▶ **ÉNONCÉ 1**
Recopiez fidèlement l'article consacré à Warcraft III Reforged, en reprenant tout le passage depuis « WoW avant WoW » jusqu'à « de fédérer l’univers. ».

▶ **ARTICLE**
::::

L’annonce du retour du légendaire jeu de stratégie avait de quoi soulever les foules. La sortie du remaster a de quoi soulever la colère de Deuillegivre.
Préambule
Il est important de préciser que ce test ne porte que sur le remaster en lui-même, autrement dit pas sur le jeu de base mais plutôt sur ce qu’apporte cette nouvelle version.
Du travail, encore du travail
“Hé ça vous dit vous faites un remaster ou un remake de Warcraft III” demandait la communauté avide à Blizzard. Ce à quoi Blizzard, en bon adepte du travail de qualité pour lequel il est réputé, répondit :
En 2018, Blizzard profite donc de la Blizzcon pour annoncer Warcraft III Reforged, un remaster dont on nous promet par la suite qu’il sera bien plus qu’un simple remaster. Il est question de rééquilibrages depuis longtemps réclamés par la communauté, d’une place toujours aussi importante pour les mods qui sont carrément les responsables de la longévité du titre original, des cinématiques in game entièrement repensées, etc.
Bref, Blibli promet du rêve pour le retour en STR de Warcraft. Puis plus rien. Silence radio quasi total jusqu’à la sortie le 28 janvier 2020. À côté de ça, la campagne marketing de WoW Classic, c’est l’équivalent de Cale of Diouty.
WoW avant WoW
Après 17 ans d’attente, Warcraft III est de retour. 1e chose que l’on remarque : les menus sont sensiblement les mêmes, à l’exception des écrans de campagne, qui ne bénéficient plus d’un personnage mis en scène en 3D. Au lieu de cela, on trouve un artwork avec un effet de parallax : des éléments bougent vaguement à l’écran. C’est un peu moins classe qu’avant, mais le côté artwork parlera davantage à certains.
Il est grand temps de se lancer dans l’aventure, mais en douceur avec le prologue des Orcs. L’occasion de constater que quelques missions ont fait leur apparition. Comme promis, Blizzard a voulu faire le lien avec le lore touffu de World of Warcraft et des quêtes supplémentaires sont donc venues s’insérer naturellement dans le déroulement du jeu. Elle ne choquent absolument pas, bien au contraire, et permettent de fédérer l’univers.

::::

Enregistrements:
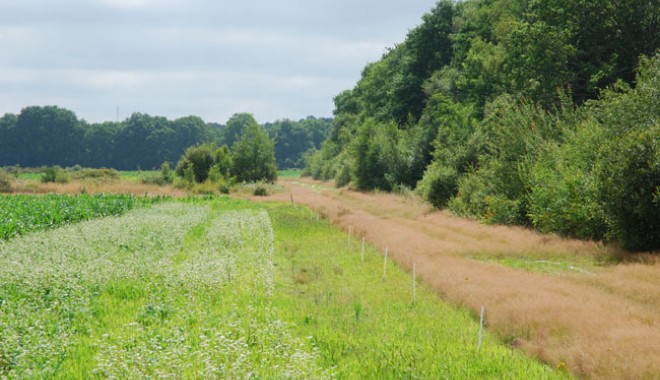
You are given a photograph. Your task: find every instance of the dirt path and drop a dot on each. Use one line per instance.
(598, 323)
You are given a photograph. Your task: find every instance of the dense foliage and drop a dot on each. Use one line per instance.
(541, 113)
(48, 136)
(20, 214)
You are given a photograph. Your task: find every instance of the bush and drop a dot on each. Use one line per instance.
(96, 174)
(260, 190)
(628, 187)
(343, 176)
(199, 159)
(439, 184)
(562, 197)
(55, 174)
(5, 182)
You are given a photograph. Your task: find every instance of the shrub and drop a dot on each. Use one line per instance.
(105, 174)
(343, 176)
(55, 174)
(562, 197)
(199, 159)
(5, 182)
(628, 187)
(439, 184)
(261, 190)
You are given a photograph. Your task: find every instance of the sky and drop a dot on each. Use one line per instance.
(209, 58)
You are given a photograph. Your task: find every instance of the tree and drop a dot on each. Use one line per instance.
(254, 156)
(235, 128)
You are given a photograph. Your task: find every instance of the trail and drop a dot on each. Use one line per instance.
(597, 323)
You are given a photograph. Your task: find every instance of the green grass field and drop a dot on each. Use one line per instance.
(290, 173)
(222, 288)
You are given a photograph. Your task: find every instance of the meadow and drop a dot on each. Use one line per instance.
(225, 288)
(20, 214)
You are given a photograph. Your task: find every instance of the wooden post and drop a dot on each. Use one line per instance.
(481, 328)
(414, 284)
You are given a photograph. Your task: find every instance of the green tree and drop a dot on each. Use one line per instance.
(254, 156)
(199, 159)
(236, 126)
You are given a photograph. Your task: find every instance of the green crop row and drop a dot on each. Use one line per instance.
(20, 214)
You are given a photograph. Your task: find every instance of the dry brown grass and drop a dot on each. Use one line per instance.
(603, 324)
(95, 187)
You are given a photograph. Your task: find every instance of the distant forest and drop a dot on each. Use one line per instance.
(544, 113)
(50, 135)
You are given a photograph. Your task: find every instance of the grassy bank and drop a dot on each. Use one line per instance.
(227, 288)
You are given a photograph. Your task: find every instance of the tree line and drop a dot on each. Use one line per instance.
(542, 113)
(50, 135)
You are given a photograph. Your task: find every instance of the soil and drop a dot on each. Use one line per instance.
(600, 322)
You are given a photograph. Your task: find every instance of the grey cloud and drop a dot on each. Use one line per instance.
(204, 57)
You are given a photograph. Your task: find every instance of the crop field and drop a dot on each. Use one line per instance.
(222, 288)
(20, 214)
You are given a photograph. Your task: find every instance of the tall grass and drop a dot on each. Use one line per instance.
(219, 288)
(20, 214)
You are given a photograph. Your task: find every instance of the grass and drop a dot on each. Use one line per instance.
(217, 287)
(20, 214)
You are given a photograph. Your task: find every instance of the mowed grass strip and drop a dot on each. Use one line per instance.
(227, 289)
(367, 325)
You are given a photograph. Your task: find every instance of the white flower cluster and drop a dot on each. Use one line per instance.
(206, 307)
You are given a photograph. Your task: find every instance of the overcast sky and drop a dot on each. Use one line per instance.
(211, 58)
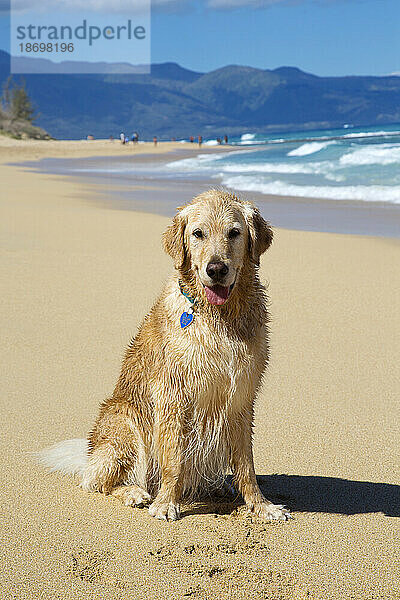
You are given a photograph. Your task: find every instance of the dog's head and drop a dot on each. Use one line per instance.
(212, 239)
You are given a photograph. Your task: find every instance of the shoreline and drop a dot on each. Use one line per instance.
(128, 191)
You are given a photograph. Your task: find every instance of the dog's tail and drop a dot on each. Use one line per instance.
(68, 457)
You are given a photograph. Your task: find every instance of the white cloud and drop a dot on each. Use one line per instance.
(95, 6)
(132, 6)
(226, 4)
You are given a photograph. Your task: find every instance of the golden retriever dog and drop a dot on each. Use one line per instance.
(181, 415)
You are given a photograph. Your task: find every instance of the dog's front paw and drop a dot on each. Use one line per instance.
(165, 511)
(132, 495)
(271, 512)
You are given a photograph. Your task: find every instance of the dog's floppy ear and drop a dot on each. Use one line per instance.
(260, 232)
(174, 241)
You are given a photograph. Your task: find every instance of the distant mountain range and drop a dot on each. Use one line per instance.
(174, 101)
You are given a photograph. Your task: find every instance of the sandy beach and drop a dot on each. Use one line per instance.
(78, 278)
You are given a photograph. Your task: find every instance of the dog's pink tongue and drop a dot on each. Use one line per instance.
(217, 294)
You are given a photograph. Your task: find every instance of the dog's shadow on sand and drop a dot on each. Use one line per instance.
(302, 493)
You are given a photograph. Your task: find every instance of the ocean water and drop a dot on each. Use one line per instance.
(343, 164)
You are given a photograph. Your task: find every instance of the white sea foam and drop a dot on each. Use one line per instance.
(309, 148)
(370, 193)
(385, 154)
(371, 134)
(271, 167)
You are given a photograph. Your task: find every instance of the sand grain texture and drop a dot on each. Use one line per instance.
(77, 280)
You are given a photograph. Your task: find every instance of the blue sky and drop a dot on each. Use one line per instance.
(325, 37)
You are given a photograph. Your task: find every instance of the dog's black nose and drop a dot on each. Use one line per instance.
(217, 270)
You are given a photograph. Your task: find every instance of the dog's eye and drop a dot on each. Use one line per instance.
(233, 233)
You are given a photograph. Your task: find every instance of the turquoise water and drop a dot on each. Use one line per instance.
(342, 164)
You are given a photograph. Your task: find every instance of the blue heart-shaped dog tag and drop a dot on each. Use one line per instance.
(186, 319)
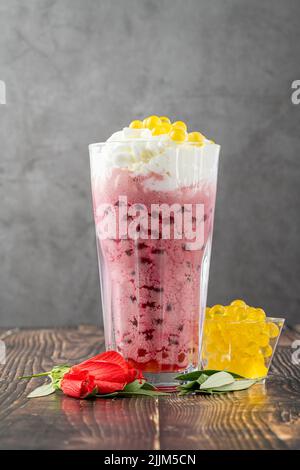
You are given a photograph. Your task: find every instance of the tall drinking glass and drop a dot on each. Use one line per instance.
(154, 222)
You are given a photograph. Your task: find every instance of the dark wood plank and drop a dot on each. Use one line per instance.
(264, 417)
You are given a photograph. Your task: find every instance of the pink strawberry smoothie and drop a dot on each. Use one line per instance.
(151, 287)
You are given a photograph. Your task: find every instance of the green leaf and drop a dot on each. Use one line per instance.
(134, 386)
(42, 391)
(235, 386)
(217, 380)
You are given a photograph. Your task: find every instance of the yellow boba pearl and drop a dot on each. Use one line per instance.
(151, 122)
(217, 310)
(179, 125)
(238, 303)
(136, 124)
(161, 129)
(273, 330)
(196, 137)
(165, 119)
(178, 135)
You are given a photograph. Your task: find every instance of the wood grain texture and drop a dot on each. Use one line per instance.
(264, 417)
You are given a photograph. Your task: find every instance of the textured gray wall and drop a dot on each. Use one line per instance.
(77, 70)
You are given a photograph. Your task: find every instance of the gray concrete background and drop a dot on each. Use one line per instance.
(77, 70)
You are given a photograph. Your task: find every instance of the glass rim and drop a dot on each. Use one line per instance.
(271, 319)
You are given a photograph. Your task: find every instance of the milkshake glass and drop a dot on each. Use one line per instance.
(154, 206)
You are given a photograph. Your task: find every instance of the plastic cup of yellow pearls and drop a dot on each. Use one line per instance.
(239, 338)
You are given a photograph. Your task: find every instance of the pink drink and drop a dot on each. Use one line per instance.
(154, 289)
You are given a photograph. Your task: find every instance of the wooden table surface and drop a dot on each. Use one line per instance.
(263, 417)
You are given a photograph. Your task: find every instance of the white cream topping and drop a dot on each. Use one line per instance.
(176, 164)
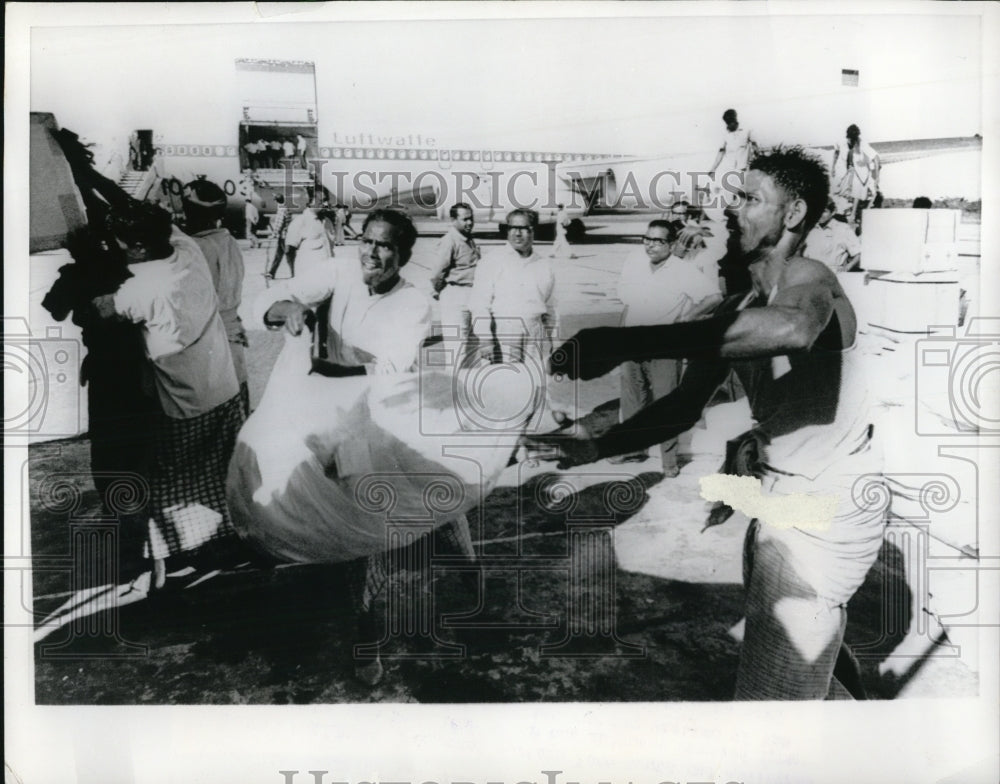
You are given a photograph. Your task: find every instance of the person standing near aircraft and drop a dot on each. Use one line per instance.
(300, 147)
(279, 227)
(308, 240)
(859, 183)
(454, 272)
(792, 339)
(375, 323)
(512, 298)
(250, 217)
(561, 246)
(833, 242)
(658, 287)
(204, 208)
(738, 147)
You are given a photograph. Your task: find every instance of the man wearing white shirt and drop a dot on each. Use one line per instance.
(513, 295)
(833, 242)
(737, 150)
(172, 297)
(376, 320)
(376, 324)
(658, 287)
(454, 271)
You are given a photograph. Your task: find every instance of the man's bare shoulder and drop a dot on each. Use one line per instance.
(803, 271)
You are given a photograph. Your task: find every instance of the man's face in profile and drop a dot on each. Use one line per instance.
(379, 254)
(464, 222)
(521, 234)
(760, 214)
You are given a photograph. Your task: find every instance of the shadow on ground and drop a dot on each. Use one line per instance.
(546, 615)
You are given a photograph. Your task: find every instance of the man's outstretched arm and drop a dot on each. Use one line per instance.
(790, 324)
(664, 418)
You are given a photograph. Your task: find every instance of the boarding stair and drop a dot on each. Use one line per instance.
(137, 184)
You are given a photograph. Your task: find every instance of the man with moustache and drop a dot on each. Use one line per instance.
(792, 341)
(512, 301)
(371, 321)
(375, 321)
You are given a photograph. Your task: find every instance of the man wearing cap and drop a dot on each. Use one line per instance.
(738, 147)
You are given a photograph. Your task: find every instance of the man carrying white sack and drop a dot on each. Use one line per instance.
(368, 321)
(792, 340)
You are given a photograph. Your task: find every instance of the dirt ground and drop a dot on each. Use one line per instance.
(530, 622)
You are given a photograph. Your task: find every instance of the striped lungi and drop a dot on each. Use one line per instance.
(188, 479)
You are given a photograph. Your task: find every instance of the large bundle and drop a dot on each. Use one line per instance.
(325, 465)
(56, 208)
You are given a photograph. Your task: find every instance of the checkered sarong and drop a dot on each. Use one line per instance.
(188, 479)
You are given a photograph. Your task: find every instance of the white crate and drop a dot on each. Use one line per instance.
(907, 240)
(914, 303)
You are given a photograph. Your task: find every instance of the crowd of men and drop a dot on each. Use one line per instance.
(784, 327)
(273, 153)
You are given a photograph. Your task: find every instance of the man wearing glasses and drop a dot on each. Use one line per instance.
(658, 287)
(512, 301)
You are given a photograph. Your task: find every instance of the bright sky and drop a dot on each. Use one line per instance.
(639, 85)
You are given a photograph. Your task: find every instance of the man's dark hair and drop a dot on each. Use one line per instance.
(800, 174)
(204, 203)
(404, 233)
(670, 226)
(142, 222)
(456, 207)
(531, 215)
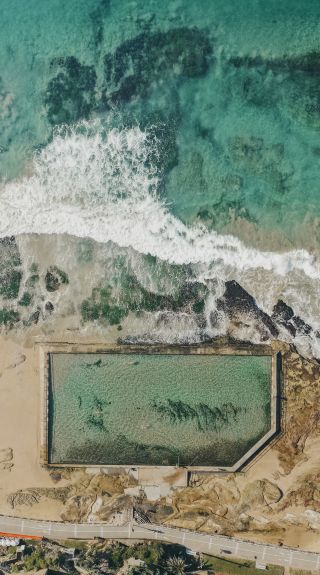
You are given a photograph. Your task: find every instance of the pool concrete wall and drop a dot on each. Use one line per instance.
(224, 348)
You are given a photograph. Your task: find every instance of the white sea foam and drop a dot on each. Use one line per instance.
(89, 182)
(96, 184)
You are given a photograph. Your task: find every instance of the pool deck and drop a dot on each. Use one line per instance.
(205, 349)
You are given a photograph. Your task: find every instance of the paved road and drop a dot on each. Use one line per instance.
(212, 544)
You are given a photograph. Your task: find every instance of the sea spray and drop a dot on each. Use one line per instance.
(100, 183)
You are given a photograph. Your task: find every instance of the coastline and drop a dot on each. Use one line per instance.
(281, 471)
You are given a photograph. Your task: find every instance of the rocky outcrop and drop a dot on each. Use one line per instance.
(6, 457)
(55, 278)
(240, 307)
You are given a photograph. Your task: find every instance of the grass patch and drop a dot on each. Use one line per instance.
(26, 299)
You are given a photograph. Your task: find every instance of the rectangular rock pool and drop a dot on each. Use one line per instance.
(161, 409)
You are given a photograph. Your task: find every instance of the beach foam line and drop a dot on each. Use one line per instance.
(89, 182)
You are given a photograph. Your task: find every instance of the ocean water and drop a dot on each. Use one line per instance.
(178, 138)
(157, 409)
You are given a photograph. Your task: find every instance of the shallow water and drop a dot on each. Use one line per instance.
(186, 121)
(160, 410)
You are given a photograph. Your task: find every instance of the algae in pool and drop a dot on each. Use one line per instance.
(131, 409)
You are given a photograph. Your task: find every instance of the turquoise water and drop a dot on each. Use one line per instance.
(157, 409)
(246, 136)
(180, 139)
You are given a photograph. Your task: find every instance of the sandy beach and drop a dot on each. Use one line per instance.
(269, 493)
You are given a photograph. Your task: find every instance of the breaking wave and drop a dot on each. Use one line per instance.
(99, 183)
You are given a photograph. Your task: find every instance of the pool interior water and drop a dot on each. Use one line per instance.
(131, 409)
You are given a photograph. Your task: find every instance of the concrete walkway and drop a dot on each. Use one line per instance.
(212, 544)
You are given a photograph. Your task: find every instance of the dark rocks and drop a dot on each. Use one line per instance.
(140, 61)
(307, 63)
(55, 278)
(284, 316)
(49, 307)
(10, 268)
(238, 304)
(70, 95)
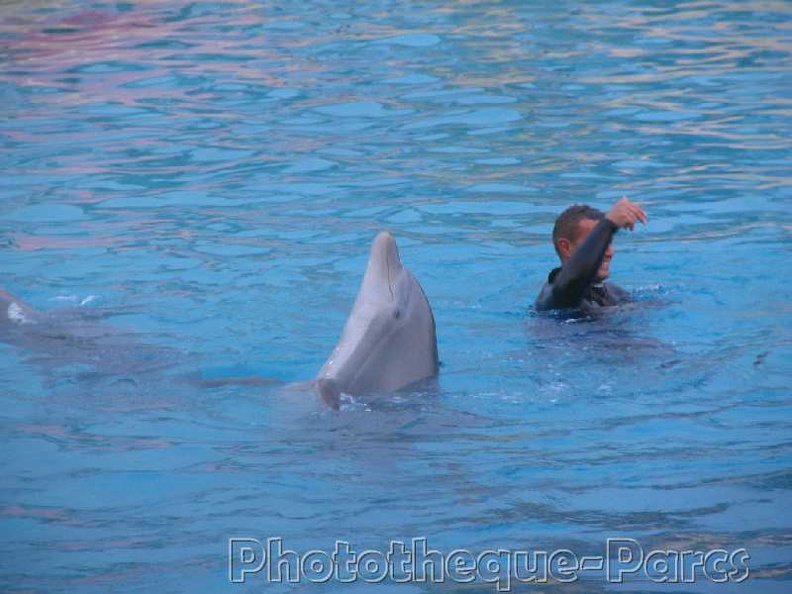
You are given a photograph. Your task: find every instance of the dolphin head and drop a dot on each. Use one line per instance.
(380, 287)
(389, 339)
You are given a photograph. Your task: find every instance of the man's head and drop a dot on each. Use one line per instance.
(571, 229)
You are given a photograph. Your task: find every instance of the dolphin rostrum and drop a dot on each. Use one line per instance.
(389, 339)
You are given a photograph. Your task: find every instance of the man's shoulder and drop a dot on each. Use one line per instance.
(545, 300)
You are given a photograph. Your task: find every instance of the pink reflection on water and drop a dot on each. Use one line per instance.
(31, 243)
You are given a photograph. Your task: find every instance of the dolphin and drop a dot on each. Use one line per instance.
(389, 339)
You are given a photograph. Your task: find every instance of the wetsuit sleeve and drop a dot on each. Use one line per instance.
(567, 288)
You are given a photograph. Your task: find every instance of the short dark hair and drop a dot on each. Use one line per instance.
(566, 224)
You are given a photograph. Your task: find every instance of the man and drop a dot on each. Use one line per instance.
(582, 238)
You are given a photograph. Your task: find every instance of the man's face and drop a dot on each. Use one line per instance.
(584, 228)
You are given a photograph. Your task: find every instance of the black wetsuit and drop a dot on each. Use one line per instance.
(574, 286)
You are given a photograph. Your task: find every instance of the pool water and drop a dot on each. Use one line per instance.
(196, 186)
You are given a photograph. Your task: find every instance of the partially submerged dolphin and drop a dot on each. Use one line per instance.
(389, 339)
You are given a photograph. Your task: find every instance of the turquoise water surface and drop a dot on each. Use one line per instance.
(190, 190)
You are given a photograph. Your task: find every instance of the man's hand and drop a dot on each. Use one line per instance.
(624, 213)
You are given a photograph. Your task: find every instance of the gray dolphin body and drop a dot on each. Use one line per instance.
(389, 339)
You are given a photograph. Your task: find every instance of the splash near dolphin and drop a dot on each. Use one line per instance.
(389, 339)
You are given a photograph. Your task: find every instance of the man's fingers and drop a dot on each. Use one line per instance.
(638, 213)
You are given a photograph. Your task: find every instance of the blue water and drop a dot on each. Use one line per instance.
(196, 186)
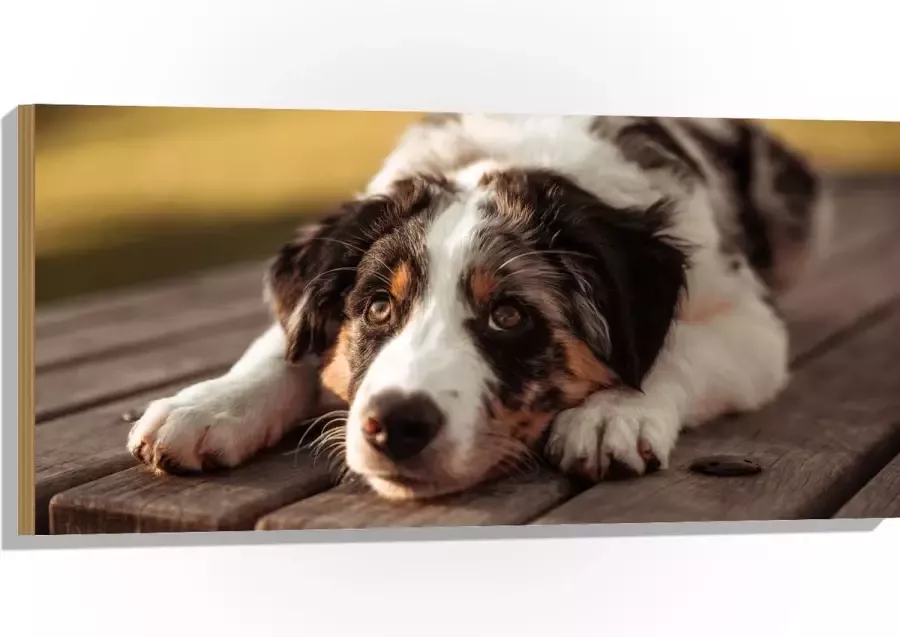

::::

▶ **ÉNONCÉ 2**
Affichez toutes les lignes ci-dessus qui contiennent le mot « tall ».

▶ **CORRIGÉ 1**
WoW avant WoW
Après 17 ans d’attente, Warcraft III est de retour. 1e chose que l’on remarque : les menus sont sensiblement les mêmes, à l’exception des écrans de campagne, qui ne bénéficient plus d’un personnage mis en scène en 3D. Au lieu de cela, on trouve un artwork avec un effet de parallax : des éléments bougent vaguement à l’écran. C’est un peu moins classe qu’avant, mais le côté artwork parlera davantage à certains.
Il est grand temps de se lancer dans l’aventure, mais en douceur avec le prologue des Orcs. L’occasion de constater que quelques missions ont fait leur apparition. Comme promis, Blizzard a voulu faire le lien avec le lore touffu de World of Warcraft et des quêtes supplémentaires sont donc venues s’insérer naturellement dans le déroulement du jeu. Elle ne choquent absolument pas, bien au contraire, et permettent de fédérer l’univers.

▶ **CORRIGÉ 2**
You are given a photograph. Your task: find every instance of the tall grass and drop a dot on each. Use one line per instance.
You are given a photograph. Your task: find every instance of the tall drinking glass and drop a dot on each. Use one line per instance.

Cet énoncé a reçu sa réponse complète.